* _Problems_:
A – In the letters to Dad, why does the writer say she stayed so long in a job she was unhappy in? Answer in one to three sentences.
B – Answer these questions on the letters to Dad, one line each:
(i) What is the title of the song the writer sang for her father?
(ii) Whom does the writer wish were still around so she could thank him for passing on music?
(iii) On what date was the letter headed "Not so sad letter this time" written?

[start of Text section]

Sunday, October 7, 2012

Dear Dad,

As time goes by, the pain of your loss gets easier, but I don't think I will ever stop missing you. I really miss being able to pick up the phone and ask your advice, or just talk about things in general, especially over the last four years. I spent a lot of time in a job wasn't comfortable in and it would have been really good to have been able to bounce things off you. I think the reason I stayed as long as I did was because I felt like I'd be disappointing you. It was that job I'd dreamed of for so long, and I knew you'd have been proud of me for getting it. Once I really sat down and thought about it, I realized what you would have told me when I first realized it wasn't what I'd hoped it would be: You were already proud of me, and that if I was that unhappy, I needed to get out and you'd still be proud of me.

I'm still going through some stuff, but I'll be able to work it out. One step at a time, right?

In other news, I got to go back to that music weekend I used to go to in the fall this year. I wish Grampa Moses were still around so I could share with him how much music means to me and thank him for passing that on.

On the subject of music, did you know that I waked you with a bunch of friends at a music retreat a couple of months after you passed? I sang a song for you called "When I Go". I'd wanted to sing it for you at your memorial service, but there were too many people there and I chickened out. I'll sing it to you sometime when I visit your grave. The last verse always breaks me up:

"And should you see my wandering form out on the borderline
Between death and resurrection and the council of the pines
Do not worry for my comfort, do not sorrow for me so
All your diamond tears will rise up and adorn the skies beside me
When I go"

Anyway, just needed to talk.
Love you, old man, and I miss you

Tami


Monday, January 16, 2012

Not so sad letter this time

Dear Dad,

Been thinking about you a lot lately, but in a good way and not a sad way. It's been mostly about the little things that I could call you up about and get your advice on. Little did I realize at the time how much you were teaching me and how much I would miss that when you were gone.

[end of Text section]
[start of Material shown]

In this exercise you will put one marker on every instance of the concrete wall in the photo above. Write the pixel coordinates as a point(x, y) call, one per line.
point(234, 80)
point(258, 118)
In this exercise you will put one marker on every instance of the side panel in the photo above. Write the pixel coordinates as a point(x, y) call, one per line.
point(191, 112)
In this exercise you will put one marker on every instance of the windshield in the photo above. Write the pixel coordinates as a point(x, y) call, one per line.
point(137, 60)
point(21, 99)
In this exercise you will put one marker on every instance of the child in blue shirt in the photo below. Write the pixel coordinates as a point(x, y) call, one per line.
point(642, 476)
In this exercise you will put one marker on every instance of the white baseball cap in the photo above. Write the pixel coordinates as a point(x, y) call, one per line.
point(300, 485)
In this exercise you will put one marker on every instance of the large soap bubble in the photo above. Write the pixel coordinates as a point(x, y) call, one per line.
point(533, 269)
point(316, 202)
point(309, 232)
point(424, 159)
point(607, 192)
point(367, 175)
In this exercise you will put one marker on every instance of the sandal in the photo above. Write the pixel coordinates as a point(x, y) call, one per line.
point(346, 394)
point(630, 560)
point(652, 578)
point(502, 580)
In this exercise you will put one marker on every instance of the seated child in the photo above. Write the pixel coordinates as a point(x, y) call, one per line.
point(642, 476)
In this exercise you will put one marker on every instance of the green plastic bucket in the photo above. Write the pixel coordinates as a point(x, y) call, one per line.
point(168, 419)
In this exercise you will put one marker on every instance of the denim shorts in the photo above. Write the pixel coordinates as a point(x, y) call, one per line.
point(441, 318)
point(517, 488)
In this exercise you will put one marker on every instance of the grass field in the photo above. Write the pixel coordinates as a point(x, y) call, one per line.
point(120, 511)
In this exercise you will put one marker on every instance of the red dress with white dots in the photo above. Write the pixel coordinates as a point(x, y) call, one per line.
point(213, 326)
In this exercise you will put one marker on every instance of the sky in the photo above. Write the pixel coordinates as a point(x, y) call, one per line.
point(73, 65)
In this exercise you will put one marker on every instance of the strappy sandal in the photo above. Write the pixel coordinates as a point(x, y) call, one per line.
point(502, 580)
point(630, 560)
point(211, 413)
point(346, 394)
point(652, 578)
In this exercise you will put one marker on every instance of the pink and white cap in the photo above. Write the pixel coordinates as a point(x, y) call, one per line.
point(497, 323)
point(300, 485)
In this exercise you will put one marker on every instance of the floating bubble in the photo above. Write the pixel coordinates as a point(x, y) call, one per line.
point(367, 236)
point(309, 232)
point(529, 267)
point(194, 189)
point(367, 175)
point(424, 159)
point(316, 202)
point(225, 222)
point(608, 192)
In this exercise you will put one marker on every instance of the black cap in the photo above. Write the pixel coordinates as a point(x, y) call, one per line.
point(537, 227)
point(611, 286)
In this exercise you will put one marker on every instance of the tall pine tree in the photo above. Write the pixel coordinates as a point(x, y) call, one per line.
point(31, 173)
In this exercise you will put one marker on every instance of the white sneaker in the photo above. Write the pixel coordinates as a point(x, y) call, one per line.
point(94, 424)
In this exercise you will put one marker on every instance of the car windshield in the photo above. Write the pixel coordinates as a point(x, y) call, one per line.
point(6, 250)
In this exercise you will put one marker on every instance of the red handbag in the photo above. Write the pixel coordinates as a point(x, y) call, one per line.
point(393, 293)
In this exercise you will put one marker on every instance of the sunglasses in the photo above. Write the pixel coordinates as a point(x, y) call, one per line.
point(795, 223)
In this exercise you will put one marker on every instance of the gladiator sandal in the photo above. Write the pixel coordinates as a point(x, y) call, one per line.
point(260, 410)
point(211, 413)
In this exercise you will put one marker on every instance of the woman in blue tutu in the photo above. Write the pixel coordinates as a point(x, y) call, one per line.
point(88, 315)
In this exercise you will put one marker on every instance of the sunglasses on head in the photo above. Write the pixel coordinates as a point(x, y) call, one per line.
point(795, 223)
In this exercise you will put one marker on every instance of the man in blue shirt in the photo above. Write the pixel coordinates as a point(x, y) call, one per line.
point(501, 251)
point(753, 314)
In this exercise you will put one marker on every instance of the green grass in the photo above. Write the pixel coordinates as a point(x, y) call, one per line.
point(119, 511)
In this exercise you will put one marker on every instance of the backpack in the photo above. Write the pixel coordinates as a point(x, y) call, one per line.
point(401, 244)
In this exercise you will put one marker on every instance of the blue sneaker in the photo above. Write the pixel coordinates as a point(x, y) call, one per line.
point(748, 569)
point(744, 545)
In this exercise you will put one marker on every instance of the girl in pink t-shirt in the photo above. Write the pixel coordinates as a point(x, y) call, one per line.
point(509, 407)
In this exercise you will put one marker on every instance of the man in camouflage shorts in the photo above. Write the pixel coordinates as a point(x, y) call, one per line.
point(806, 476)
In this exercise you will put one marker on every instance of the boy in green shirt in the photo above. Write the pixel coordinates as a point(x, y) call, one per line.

[end of Material shown]

* _Outputs in order_:
A – She stayed because she felt that leaving would disappoint her father. It was the job she had dreamed of for a long time, and she knew he would have been proud of her for getting it.

B –
(i) "When I Go"
(ii) Grampa Moses
(iii) Monday, January 16, 2012